* _Assigned task A_
Based on the AMQ text below, decide whether each statement agrees with it: (i) in the non-routable example, the target session is "qa"; (ii) layer code should reimplement AMQ session routing; (iii) AMQ accepts pre-boot sends across different base roots. Answer yes or no for each and quote the deciding words.
* _Assigned task B_
List every command-line flag used in the amq send command shown in the AMQ text below.

* _Extracted text_
::::::
Non-routable example:

{
  "schema_version": 1,
  "routable": false,
  "argv": [],
  "display_command": "",
  "source_root": "/repo-a/.agent-mail/cto",
  "delivery_root": "",
  "source_project": "project-a",
  "target_project": "project-b",
  "source_session": "cto",
  "target_session": "qa",
  "error": "peer project \"project-b\" is not configured"
}

Layer guidance:

  • Treat argv as canonical. Shell strings are for display only.
  • Do not reimplement AMQ project, peer, or session routing in layer code.
  • Surface non-routable explanations to users instead of generating plausible but guessed commands.

Pre-Boot --from-session Sends

AMQ supports explicit source-session stamping from setup terminals:

amq send \
  --root <base-root> \
  --from-session <source-session> \
  --me <sender> \
  --to <target> \
  --session <target-session> \
  --body "..."

Semantics:

  • --root is the base root for the source and target sessions.
  • The --from-session and --session arguments must resolve under the same --root base root. AMQ does not accept cross-base-root pre-boot sends in this contract.
  • --from-session is an explicit local-user claim about the source session.
  • AMQ validates the source session root exists under the base root.
  • AMQ validates the sender handle under the source session using existing handle rules.
::::::
* _Dataset records_

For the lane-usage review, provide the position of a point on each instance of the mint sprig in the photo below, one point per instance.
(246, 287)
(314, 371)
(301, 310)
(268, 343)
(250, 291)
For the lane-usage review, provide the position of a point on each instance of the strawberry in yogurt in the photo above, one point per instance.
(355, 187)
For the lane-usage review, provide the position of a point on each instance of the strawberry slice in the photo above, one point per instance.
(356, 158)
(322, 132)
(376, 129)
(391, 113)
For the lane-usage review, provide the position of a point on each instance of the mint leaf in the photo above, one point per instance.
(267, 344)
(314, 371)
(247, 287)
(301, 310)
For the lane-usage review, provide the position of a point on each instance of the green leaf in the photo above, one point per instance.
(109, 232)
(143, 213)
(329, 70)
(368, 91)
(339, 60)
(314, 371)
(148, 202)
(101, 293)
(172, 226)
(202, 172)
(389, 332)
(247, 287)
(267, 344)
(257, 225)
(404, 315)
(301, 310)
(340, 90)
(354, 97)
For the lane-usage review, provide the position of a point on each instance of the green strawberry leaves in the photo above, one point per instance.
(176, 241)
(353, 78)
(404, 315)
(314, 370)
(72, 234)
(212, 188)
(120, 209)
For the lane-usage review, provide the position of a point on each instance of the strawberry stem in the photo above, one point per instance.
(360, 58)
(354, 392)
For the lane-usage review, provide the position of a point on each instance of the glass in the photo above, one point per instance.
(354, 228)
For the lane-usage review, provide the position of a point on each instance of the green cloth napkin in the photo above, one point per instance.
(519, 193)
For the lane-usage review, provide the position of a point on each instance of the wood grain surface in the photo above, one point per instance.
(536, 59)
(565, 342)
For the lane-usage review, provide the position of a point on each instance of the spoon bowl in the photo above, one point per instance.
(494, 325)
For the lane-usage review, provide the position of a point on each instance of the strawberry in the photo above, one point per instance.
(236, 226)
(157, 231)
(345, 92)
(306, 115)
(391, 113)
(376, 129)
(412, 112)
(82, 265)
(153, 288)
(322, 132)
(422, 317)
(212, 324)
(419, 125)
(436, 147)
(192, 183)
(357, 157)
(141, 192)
::::::
* _Response box A_
(i) Yes: "target_session": "qa"
(ii) No: "Do not reimplement AMQ project, peer, or session routing in layer code."
(iii) No: "AMQ does not accept cross-base-root pre-boot sends in this contract."

* _Response box B_
--root, --from-session, --me, --to, --session, --body